**To-do item**: Please count the lines in the items below that contain the word "positive" and reply with only that number.

**Exercise inputs**:
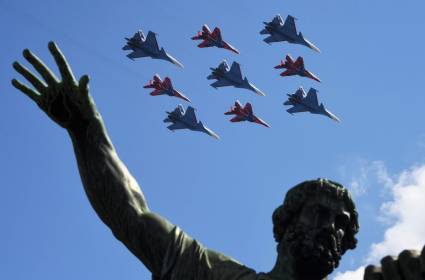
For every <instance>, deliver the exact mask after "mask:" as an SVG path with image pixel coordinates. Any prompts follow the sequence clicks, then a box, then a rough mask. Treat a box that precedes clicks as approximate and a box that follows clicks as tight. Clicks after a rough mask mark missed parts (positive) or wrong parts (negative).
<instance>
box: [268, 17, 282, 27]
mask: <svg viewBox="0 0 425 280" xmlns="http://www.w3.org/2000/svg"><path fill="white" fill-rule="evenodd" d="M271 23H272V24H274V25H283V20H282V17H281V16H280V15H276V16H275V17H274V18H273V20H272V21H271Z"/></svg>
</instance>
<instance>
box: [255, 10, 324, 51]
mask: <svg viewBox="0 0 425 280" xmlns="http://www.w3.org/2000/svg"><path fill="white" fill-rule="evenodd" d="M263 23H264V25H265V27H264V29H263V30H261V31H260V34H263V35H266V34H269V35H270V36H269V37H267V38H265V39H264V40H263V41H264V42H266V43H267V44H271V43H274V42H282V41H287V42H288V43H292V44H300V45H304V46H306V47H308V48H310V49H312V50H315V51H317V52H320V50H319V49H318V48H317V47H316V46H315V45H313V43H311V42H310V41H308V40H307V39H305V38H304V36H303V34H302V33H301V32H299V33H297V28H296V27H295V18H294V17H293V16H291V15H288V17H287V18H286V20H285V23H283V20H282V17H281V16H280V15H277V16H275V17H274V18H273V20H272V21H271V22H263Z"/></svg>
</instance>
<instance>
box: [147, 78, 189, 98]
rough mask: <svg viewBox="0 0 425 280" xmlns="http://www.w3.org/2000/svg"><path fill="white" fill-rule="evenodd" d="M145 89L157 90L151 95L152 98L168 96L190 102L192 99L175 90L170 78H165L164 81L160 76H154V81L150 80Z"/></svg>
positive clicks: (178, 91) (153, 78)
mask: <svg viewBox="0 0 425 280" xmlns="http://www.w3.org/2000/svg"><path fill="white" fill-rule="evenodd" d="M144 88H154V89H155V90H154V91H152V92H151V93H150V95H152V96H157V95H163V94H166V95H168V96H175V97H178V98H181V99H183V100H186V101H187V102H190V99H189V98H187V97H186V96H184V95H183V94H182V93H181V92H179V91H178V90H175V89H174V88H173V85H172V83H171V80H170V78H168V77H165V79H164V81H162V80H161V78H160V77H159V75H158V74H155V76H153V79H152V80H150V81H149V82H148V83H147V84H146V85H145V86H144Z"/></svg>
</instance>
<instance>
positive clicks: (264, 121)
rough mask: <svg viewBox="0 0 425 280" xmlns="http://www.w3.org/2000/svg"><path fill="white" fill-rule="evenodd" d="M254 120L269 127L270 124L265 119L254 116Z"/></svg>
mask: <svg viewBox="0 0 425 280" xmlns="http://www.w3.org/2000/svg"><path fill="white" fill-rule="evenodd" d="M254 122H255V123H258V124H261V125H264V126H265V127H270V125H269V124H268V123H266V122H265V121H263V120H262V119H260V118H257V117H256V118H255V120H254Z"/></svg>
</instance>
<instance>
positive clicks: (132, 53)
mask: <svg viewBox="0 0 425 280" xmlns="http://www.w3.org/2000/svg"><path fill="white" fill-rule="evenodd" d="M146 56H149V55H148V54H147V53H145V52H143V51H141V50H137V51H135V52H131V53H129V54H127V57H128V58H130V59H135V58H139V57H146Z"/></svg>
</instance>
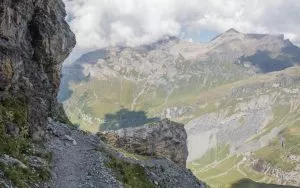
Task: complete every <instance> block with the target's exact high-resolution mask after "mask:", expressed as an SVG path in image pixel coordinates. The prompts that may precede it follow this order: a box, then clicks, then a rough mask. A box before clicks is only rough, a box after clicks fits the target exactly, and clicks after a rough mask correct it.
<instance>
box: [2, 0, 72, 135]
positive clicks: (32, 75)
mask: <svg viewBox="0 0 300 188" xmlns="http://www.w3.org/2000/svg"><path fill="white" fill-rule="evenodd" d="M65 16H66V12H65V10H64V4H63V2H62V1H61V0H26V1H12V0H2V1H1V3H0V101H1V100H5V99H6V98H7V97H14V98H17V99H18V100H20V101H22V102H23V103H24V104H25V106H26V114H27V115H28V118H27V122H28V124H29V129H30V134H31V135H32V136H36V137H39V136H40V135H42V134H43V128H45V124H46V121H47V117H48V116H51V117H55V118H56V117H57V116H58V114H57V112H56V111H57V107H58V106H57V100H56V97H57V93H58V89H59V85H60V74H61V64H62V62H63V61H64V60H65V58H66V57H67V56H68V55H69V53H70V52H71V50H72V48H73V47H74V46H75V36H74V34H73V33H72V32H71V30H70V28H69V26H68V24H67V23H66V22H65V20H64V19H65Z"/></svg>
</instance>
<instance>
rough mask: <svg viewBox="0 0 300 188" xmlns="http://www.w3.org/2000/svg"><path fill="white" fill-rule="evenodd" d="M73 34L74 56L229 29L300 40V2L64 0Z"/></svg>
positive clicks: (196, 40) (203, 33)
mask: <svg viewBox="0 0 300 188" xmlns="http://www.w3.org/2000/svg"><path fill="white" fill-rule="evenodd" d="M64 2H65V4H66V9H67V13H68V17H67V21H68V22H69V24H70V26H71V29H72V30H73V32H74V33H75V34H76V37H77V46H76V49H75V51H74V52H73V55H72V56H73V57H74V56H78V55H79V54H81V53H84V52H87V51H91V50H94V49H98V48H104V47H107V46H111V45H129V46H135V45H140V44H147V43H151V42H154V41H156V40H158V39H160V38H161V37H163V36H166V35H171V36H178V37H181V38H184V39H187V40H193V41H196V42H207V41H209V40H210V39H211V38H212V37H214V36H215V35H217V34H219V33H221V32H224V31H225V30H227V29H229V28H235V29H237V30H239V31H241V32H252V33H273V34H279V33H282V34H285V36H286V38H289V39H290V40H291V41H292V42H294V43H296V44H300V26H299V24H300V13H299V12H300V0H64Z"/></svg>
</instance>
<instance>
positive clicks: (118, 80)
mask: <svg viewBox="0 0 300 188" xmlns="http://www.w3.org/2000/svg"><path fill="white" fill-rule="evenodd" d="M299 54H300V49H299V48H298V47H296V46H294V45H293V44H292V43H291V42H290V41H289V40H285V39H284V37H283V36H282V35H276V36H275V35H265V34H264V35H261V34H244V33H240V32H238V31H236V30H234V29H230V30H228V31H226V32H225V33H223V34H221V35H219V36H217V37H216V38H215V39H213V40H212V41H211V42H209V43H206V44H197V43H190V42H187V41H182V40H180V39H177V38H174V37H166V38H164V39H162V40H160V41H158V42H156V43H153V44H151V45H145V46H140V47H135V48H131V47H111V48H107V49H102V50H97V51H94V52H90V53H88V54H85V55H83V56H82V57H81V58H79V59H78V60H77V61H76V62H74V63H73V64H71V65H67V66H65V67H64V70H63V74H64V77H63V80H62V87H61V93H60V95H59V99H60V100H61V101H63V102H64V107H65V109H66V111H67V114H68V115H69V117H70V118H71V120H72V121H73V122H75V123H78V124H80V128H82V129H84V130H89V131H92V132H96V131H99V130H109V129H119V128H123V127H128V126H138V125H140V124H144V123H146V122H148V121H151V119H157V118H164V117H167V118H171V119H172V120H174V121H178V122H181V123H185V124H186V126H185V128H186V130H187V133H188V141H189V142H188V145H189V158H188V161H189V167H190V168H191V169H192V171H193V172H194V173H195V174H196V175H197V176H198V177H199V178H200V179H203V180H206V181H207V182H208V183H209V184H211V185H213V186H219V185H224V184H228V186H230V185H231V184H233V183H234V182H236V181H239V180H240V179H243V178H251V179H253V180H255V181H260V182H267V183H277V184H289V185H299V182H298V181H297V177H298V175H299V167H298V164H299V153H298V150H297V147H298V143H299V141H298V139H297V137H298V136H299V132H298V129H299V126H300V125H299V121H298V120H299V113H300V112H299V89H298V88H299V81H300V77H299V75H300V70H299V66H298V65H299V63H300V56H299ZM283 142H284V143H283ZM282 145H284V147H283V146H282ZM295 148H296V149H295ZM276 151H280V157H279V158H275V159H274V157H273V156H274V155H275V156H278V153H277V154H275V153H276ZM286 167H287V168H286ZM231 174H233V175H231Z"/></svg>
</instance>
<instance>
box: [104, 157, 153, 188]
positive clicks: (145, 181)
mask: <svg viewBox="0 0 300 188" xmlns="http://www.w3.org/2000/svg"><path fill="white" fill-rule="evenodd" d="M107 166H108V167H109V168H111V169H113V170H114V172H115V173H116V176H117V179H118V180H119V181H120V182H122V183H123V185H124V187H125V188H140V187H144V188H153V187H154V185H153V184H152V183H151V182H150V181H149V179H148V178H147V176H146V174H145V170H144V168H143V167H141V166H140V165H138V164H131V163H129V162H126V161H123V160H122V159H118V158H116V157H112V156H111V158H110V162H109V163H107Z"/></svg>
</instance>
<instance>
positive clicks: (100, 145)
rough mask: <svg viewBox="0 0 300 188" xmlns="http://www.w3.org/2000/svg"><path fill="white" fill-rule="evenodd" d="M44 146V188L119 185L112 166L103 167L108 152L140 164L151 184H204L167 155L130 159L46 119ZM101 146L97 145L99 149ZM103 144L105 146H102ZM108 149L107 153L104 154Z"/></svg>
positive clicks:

**Your solution**: 10